**提示文:**
GALAXY刑事GAYVAN
ジャンル:アクション
媒体:Super CD-ROM
発売元:インテック
発売日:1993年10月29日
価格:7800円
商品番号:IGCD03005


商品外見◆「宇宙刑事」な横スクロールアクション!

 ヘンなタイトルだが「ギャラクシーでかガイバン」と読む。宇宙征服を狙う秘密結社「バラス」が地球を侵略、「銀河警察」から地球に派遣された刑事ガイバン(地球名「青山ヒロ)と婦警ミッチ(地球名「赤坂ミチコ」)の二人は、バラスの送り出す怪人たちと日夜戦うのであった、という、モロに「宇宙刑事」な設定のアクションゲームだ。宇宙規模の話の割に舞台は普通の街中で、主人公たちの戦闘方法は「殴る」「蹴る」といった、実に原始的なもの。そこは宇宙刑事なのでちゃんと「変身」もあってパワーアップもするのだけど、特殊な必殺技があるというだけのことで、やっぱり「殴る」「蹴る」からは一歩も出ないのである(笑)。

 スクロールしてゆく街中のステージの中で、襲ってくる敵を殴る蹴るでなぎ倒しつつ進むゲームはこのころシューティングゲームと並ぶ定番のジャンル。PCエンジンだと「ビジランテ」(’89)とか、「双截龍(ダブルドラゴン)II THE REVENGE」(’93)なんかがその手のもののゲーセンからの移植作だ。この「ガイバン」も見た目にはまったく同様のタイプのゲームで、そこに宇宙刑事ものの設定をくっつけてみた、というくらいしかオリジナリティはない。アクションゲームとして見ると、当時流行の格闘アクションの要素を取り入れて「コマンド入力による必殺技」が導入されているところに多少目新しさはあり、実際1対1の対戦が遊べる格闘モードも搭載されている。

**作業内容:**
a. GALAXY刑事GAYVANの紹介文では、このタイトルの読み方は何だとされていますか。
b. GALAXY刑事GAYVANの紹介文を、最後の文の後から書き進めてください。

(位置特定の項目)
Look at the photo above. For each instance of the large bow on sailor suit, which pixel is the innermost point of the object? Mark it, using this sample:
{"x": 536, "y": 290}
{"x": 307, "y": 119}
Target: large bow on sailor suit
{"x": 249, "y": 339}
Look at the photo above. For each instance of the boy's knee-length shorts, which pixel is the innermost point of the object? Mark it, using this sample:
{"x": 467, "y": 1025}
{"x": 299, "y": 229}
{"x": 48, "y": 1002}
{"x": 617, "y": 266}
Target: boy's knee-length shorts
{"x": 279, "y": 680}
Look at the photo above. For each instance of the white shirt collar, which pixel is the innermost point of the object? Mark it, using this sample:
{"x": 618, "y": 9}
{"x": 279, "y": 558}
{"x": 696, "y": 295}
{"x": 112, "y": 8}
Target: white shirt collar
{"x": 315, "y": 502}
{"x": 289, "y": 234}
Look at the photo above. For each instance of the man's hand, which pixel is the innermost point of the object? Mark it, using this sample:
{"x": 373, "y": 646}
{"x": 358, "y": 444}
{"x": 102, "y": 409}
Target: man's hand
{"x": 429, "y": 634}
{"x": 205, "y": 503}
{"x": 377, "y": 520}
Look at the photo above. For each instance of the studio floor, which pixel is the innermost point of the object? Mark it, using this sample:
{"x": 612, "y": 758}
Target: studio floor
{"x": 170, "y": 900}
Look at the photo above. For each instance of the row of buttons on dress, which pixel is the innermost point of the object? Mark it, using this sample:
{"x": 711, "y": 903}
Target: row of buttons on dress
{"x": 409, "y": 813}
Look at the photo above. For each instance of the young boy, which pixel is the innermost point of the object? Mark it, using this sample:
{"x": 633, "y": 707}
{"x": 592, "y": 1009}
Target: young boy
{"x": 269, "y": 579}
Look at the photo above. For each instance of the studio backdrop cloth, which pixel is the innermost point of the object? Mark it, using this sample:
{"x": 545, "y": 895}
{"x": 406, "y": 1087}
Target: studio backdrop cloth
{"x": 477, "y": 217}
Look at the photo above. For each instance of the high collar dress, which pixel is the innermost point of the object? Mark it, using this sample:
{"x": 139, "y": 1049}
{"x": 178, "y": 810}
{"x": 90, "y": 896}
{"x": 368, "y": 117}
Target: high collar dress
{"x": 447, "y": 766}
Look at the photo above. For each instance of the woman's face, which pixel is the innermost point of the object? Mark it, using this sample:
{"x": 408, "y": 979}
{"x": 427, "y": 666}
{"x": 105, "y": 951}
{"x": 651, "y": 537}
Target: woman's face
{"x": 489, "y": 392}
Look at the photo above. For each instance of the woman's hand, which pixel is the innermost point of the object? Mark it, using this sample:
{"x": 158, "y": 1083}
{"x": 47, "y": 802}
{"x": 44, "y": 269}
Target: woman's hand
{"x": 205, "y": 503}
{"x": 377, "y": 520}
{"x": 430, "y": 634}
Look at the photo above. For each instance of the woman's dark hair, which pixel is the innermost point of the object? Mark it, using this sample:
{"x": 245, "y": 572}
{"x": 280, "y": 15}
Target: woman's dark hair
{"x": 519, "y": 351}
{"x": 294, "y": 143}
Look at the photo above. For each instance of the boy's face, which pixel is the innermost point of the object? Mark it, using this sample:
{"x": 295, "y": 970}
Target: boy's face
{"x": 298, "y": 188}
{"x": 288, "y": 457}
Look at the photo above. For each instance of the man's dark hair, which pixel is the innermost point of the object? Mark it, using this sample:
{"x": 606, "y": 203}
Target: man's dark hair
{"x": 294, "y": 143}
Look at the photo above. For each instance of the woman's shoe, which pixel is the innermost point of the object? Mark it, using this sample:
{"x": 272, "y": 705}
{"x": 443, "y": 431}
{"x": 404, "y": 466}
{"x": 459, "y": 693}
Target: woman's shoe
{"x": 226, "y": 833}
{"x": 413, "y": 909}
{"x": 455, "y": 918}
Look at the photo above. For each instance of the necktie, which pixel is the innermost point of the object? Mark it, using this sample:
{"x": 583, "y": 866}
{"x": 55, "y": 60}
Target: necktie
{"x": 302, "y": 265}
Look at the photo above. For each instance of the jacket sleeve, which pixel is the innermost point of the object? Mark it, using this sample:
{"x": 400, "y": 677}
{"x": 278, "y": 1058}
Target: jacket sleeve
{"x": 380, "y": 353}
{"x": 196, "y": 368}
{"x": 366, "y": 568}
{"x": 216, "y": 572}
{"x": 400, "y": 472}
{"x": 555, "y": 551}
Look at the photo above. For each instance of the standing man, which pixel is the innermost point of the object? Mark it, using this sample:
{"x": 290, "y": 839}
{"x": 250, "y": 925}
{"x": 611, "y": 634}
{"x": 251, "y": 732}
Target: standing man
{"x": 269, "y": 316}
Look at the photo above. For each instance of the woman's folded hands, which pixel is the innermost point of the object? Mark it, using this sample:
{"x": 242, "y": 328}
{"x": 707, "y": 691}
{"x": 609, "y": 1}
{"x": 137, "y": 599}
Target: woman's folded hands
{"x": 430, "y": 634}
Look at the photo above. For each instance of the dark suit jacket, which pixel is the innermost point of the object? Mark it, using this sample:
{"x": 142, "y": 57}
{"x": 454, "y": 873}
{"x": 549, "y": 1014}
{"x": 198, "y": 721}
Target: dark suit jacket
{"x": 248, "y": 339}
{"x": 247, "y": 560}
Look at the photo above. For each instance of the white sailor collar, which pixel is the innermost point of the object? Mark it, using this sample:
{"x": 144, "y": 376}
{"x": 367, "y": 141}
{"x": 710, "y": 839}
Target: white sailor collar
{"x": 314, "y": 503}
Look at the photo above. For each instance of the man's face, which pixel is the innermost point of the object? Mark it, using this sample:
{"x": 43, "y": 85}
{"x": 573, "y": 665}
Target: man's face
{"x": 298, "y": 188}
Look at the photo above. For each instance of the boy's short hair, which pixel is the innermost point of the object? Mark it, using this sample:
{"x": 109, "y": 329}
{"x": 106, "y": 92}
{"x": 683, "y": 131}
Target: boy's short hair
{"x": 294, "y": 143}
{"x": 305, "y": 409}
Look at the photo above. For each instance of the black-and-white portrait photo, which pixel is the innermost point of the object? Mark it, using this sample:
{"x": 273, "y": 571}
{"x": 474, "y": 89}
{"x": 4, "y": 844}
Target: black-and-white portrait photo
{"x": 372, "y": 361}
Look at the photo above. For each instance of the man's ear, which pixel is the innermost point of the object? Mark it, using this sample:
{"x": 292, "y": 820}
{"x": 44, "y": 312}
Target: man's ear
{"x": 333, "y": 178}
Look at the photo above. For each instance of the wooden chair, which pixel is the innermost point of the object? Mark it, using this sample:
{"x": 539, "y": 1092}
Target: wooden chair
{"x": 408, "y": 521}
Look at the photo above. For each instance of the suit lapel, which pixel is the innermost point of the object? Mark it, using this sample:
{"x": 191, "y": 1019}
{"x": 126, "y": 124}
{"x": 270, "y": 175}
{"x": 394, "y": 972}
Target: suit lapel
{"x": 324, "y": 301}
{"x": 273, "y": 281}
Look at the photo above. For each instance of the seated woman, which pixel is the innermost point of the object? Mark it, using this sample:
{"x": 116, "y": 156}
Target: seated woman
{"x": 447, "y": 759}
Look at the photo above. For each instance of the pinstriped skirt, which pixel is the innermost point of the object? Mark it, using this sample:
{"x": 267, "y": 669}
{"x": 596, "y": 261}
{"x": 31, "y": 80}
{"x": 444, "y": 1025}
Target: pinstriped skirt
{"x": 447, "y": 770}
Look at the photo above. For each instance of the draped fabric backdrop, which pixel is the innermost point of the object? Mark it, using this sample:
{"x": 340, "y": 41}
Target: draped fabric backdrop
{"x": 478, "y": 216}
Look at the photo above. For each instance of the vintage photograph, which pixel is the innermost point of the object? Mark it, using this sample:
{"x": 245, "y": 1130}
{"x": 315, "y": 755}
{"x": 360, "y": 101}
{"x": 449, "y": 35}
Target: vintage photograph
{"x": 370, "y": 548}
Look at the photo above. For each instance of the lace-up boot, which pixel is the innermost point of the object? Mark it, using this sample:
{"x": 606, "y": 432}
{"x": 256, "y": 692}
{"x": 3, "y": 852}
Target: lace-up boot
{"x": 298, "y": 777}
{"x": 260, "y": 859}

**解答:**
a. 「ギャラクシーでかガイバン」と読みます。

b.
ボス戦前デモ 世界観というか、「ノリ」は設定の割にオチャラケ系。「宇宙刑事」のくせにやたら江戸っ子気質(?)の男女二人組が主人公で、作戦を指示する署長と一緒にステージ開始前のビジュアルで脱力するようなお笑い劇場を展開している。ノリ自体は「改造町人シュビビンマン」に似てるなぁ、と思うのだが(2人同時プレイ可能なところまで良く似ている)、作り手が関西人(?)らしい「シュビビンマン」はボケっぷりが板についていたのに対し、本作の方は無理に笑いを取ろうとしてシラケムードが漂う。
 例えば大猿ボスが中華街に現れたと聞いて「中華に猿とくれば」「孫悟空にあやかろうってわけね」と怒り、それに対して署長が「お土産を忘れんように」と微笑んで見送ったりと、作り手は面白いと思ってるらしいのだが、見せられる方は「はぁ?」と首をかしげてしまうセンスが目立つのだ。その大猿ボスに対して「オリジナリティのかけらもない」というセリフにガイバンが「ちょっと耳が痛いが…」とつぶやくセリフだけはちょっと笑ったかな。前半の中途半端なおちゃらけムードが、終盤になるとこれまた中途半端にシリアスな雰囲気になってくるのもアンバランスで…


◆殴って蹴って投げ飛ばして


 このゲーム、とにかく特にオリジナリティはなく、ステージを右方向に進んでゆき、次々と現れる敵とドツきあいを繰り返せばいい。プレイヤーも敵も動けるのは1ラインだけで、敵と接近したら殴る、蹴る、投げる、防御する、ジャンプする、転がる、といったアクションを繰り出せばいい。基本的にはIIボタンを連打すれば相手に対してパンチ、キックが繰り出され、そのまま組みついてひざ蹴り連発をかませる。組んだ状態から敵を投げ飛ばすこともでき、投げた敵を他の敵にぶつけることで、まとめてダメージを与えることもできる。防御は方向キー下に押せばよく、一体一体の敵を倒すこと自体はそう難しくない。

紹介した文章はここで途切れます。